DOCUMENT EXTRACT:
Are Tories 'Good with money'? Episode 2
In an article in the Guardian it has been revealed that almost 5bn items of personal protective equipment worth £2.7bn will be wasted as they are no longer needed or cannot safeguard NHS staff, ministers have revealed.
An innocent sounding question by Lib Dem MP Wendy Chamberlain has revealed another example of a poorly controlled procurement exercise during the panic in government that followed the first phase of the Covid crisis. She had asked the Health Minister Edward Argar about how much of the PPE that had been procured had then not been used.
The answer revealed the following;
36.4 billion items ordered
3.4 billion "potential excess stock"
1.2 billion deemed not fit for use
The last two figures represent a cost to the taxpayer of £2.7 billion
Edward Argar added that 6.96bn items of the 36.4bn ordered so far "are not currently provided to frontline services". That could be because it was new stock that had not yet been through quality assurance checks or not deployed because "a different product is preferred".
Dr Jenny Vaughan, the chair of the Doctors' Association UK, a grassroots network of NHS medics, said: "The distinction between making sure there is enough protection and keeping stock levels so high [that] much will go to waste seems to have been well and truly lost, along with taxpayers' money wasted.
"We recognise the need to make sure staff continue to be protected but every pound squandered is a pound that cannot be spent elsewhere in the NHS, where every pound counts. The government needs to be completely open about how this is happening, and where the money went."

RAW DATA:
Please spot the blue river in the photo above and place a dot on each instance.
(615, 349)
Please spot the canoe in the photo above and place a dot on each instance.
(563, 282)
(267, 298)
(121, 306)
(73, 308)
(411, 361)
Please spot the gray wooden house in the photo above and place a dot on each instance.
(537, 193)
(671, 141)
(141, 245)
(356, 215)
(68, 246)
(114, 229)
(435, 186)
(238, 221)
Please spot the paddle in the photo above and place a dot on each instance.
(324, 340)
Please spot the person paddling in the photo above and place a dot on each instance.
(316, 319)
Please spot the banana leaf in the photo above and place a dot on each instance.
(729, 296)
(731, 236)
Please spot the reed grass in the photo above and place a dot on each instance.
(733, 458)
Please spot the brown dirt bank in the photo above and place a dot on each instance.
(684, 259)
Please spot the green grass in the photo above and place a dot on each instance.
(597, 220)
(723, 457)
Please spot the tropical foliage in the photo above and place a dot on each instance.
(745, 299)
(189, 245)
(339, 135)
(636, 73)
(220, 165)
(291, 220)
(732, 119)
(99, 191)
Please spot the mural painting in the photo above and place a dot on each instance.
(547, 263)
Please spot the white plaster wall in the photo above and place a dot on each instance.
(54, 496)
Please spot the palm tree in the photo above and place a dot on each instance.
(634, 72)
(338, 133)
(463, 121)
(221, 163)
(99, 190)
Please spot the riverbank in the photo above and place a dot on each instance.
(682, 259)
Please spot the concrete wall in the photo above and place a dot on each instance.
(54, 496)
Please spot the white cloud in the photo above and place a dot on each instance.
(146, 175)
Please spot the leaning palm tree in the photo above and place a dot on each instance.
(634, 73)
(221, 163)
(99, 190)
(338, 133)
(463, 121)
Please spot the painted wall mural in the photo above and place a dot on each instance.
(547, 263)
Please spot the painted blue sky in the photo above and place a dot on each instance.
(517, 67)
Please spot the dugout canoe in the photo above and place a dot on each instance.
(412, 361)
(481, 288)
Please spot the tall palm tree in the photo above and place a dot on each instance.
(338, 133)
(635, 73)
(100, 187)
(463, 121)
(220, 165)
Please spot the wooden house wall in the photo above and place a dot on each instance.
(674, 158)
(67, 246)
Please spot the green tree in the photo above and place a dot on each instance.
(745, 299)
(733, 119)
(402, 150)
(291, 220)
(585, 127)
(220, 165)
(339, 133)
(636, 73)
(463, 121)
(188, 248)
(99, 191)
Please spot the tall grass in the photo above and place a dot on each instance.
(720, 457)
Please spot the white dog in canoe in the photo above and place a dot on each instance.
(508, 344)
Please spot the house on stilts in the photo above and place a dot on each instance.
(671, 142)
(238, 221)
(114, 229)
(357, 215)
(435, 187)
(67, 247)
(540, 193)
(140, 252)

ACTION ITEM: In the text on wasted PPE, which MP asked the Health Minister how much of the procured PPE had not been used?

ANSWER BELOW: Lib Dem MP Wendy Chamberlain